MATERIAL PROVIDED:
▬▬▬

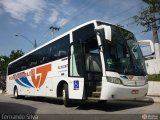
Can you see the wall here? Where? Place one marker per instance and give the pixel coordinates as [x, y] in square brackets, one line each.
[153, 66]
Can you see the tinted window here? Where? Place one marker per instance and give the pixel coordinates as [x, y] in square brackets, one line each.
[51, 52]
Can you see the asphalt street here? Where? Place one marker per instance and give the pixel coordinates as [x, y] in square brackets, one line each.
[45, 108]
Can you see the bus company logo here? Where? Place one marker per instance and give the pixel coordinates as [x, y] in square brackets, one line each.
[130, 77]
[38, 77]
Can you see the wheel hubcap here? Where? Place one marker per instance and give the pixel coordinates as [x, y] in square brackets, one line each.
[64, 94]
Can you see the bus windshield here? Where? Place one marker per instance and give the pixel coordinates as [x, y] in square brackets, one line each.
[123, 54]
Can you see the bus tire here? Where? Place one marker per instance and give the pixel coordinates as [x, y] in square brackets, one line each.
[16, 93]
[65, 96]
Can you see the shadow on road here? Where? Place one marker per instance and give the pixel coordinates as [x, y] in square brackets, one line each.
[112, 105]
[43, 99]
[15, 108]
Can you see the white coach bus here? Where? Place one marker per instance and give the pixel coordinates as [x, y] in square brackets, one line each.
[94, 61]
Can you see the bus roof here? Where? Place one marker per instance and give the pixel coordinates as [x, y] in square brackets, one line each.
[52, 40]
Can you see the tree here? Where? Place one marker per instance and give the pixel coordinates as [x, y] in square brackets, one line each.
[149, 18]
[15, 54]
[5, 60]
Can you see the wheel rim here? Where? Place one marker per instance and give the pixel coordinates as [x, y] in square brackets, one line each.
[63, 94]
[16, 93]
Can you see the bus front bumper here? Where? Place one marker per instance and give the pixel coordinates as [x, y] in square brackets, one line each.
[111, 91]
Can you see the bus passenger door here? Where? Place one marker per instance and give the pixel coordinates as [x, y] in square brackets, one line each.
[75, 73]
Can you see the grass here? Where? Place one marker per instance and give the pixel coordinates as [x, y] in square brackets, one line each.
[154, 77]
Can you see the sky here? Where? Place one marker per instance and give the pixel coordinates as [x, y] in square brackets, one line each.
[33, 18]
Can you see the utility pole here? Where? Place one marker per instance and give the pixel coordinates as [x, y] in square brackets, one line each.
[26, 38]
[154, 29]
[53, 29]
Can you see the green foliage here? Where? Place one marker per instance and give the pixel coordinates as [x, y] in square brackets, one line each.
[146, 16]
[5, 60]
[154, 77]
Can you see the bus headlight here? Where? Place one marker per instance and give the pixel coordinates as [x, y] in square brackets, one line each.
[114, 80]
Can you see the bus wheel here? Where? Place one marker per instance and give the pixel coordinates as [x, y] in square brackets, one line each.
[65, 96]
[16, 92]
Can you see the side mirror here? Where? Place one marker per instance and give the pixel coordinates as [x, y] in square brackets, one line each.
[106, 30]
[147, 47]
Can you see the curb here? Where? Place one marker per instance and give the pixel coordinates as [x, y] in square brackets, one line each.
[148, 98]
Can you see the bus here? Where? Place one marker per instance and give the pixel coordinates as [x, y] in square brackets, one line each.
[93, 61]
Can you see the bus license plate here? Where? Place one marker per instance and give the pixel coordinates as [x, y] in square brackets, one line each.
[135, 91]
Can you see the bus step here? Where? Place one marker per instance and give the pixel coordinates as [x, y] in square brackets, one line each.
[98, 88]
[93, 98]
[96, 94]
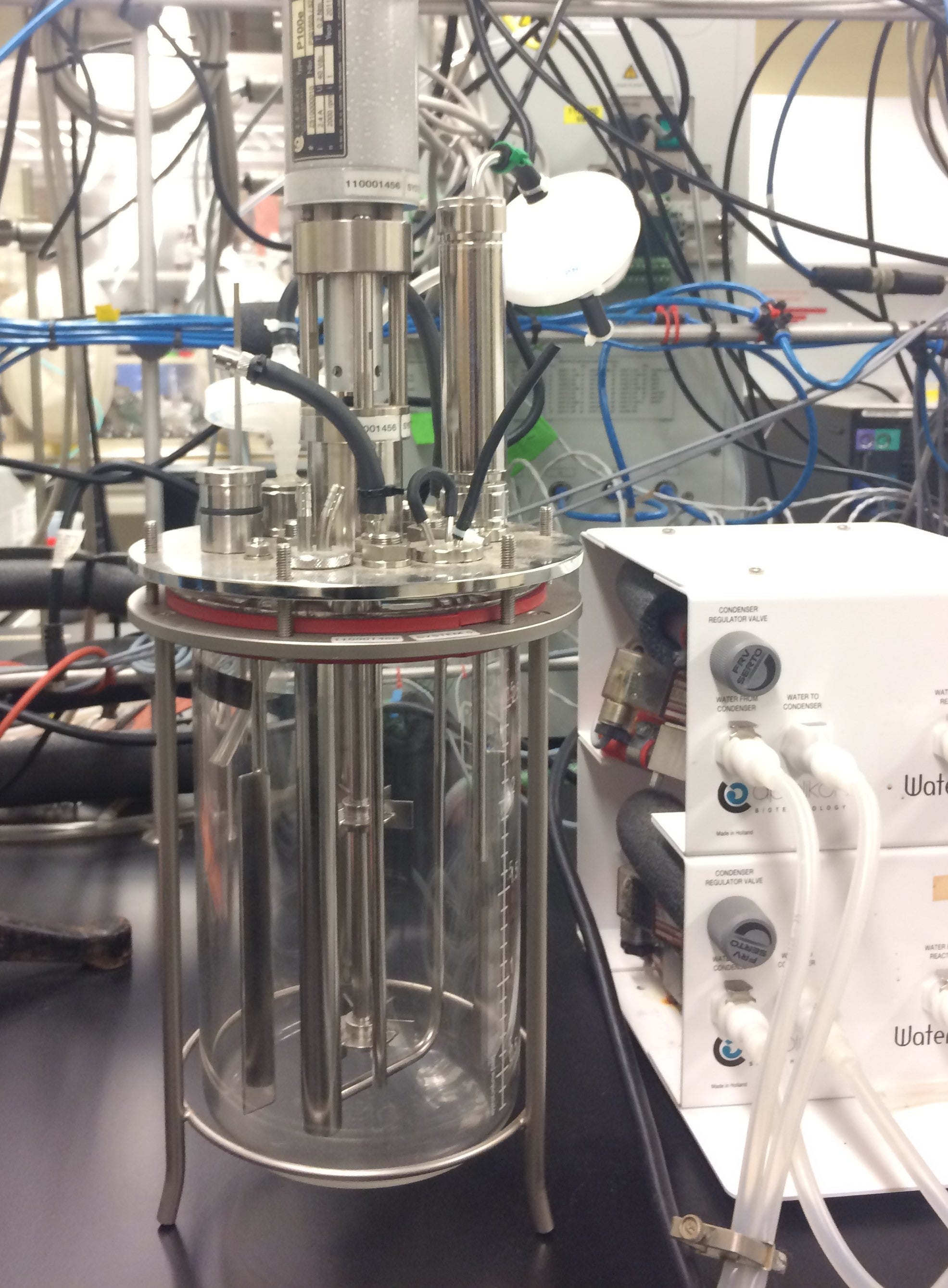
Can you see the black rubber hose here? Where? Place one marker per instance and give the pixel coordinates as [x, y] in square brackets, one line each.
[92, 584]
[69, 771]
[106, 737]
[286, 312]
[424, 482]
[430, 339]
[655, 610]
[660, 867]
[496, 437]
[506, 96]
[370, 478]
[620, 1039]
[539, 396]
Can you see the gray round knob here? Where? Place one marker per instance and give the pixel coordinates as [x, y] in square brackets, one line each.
[745, 665]
[738, 929]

▬▬▬

REQUIREMENTS: Leave the pictures out and write out every entry exactly as given.

RESULT:
Can you see the wall here? Where? Place one marker per instance and give the pixel coordinates as [x, y] in square brackets, one line each.
[153, 66]
Can you see the tinted window here? Where? Place one marker per instance and give the pixel coordinates as [x, y] in square brackets, one line each.
[51, 52]
Can you see the asphalt street here? Where? Place one marker per instance and give the pixel coordinates as [x, y] in square brackets, one line each.
[45, 108]
Can you see the bus company logo here? Where? Place one marker per instance and give the pixel coordinates as [x, y] in square brackets, one line each.
[130, 77]
[38, 77]
Can you see the wheel hubcap here? Where? Place one marker per instance and give the pixel coordinates as [x, y] in square brackets, one line each.
[64, 94]
Can you see the bus windshield here? Where? Place one marker per instance and give the pixel coordinates as [x, y] in square brackets, one line each.
[123, 54]
Can you see the bus tire here? Where? Place one marker per instance and give the pixel coordinates as [x, y] in square brackets, one line each.
[16, 93]
[65, 96]
Can you see the shadow on road here? Where? Place one marker per instance and give the pixel coordinates as [x, y] in square brackets, one line each.
[112, 105]
[43, 99]
[15, 108]
Can you see the white coach bus here? Where? Place one marker per instance and give the pixel coordinates as [x, y] in square brackets, one line each.
[94, 61]
Can you see the bus roof here? Where? Place one marker per instance and give the pixel coordinates as [x, y] in square brackets, one line each.
[52, 40]
Can you see the tree here? Where? Place one marker per instance and give the pixel coordinates as [x, y] in square brackets, one line each.
[149, 18]
[15, 54]
[5, 60]
Can you see the wheel rim here? Where? Place one marker per instance and give the pixel coordinates as [x, y] in square brackets, one line each.
[63, 94]
[16, 93]
Can you see the bus front bumper here? Where? Place one marker per instance and give the pixel coordinates as [x, y] in square brackets, one line each.
[111, 91]
Can you see the bus passenger door here? Where? Place one marker per instance and give the pixel coordinates as [x, y] in square brackets, one line each.
[75, 73]
Can you see the grass here? Where? Place one marker per instance and give the pixel coordinates as [x, y] in square brackets, one line each.
[154, 77]
Can you see the sky here? Where? Place one marker per instance and give the pixel coordinates as [x, y] in square brackets, one line each.
[33, 18]
Can you see the utility pole here? Where? Place one marker per instance and give the pixel coordinates as [x, y] in square brackets, one line each.
[26, 38]
[154, 29]
[53, 29]
Can you see the green foliage here? Where? Place one marker per instance and give the pixel coordinates as [x, y] in square brackets, one line each.
[146, 16]
[5, 60]
[154, 77]
Can you see the bus headlight here? Where? Place one marker per instance and give the pixel coordinates as [x, y] in square brackets, one line each.
[114, 80]
Can you see the bus wheel here? Where? Place one marker per instance and give the pixel coordinates as [x, y] in square brackets, one line each.
[65, 96]
[16, 92]
Can you see the side mirror here? Where? Place one marker per instance and give the pixel coordinates as [x, y] in square brackets, one line each.
[106, 30]
[147, 47]
Can you see the curb here? Where? Place one marker per instance and give the pixel coordinates as [x, y] in square brackets, one line each.
[148, 98]
Can you see the bus here? Where? Place one marker per instance and give the pixel coordinates as [x, y] in square brackets, one line each.
[93, 61]
Can you see the bus license plate here? Where? Place one marker per instance and give the pixel coordinates as [x, y] in square brackets, one line each.
[135, 91]
Can you see the bus step here? Where? Place one marker per instance and give the pixel coordinates as [x, y] in square brackets, one line each.
[98, 88]
[93, 98]
[96, 94]
Can you see the black rubber hose here? Where? Place one marker per instance and give the pixel coordinates as [x, y] in square brackets, one line each.
[92, 584]
[69, 771]
[106, 737]
[286, 312]
[424, 482]
[430, 339]
[655, 610]
[660, 867]
[496, 437]
[506, 96]
[370, 478]
[620, 1039]
[539, 396]
Can you see the gray round knob here? Where? Place one marker per instance and give the pixel coordinates as [x, y] in square brackets, one line each.
[745, 665]
[738, 929]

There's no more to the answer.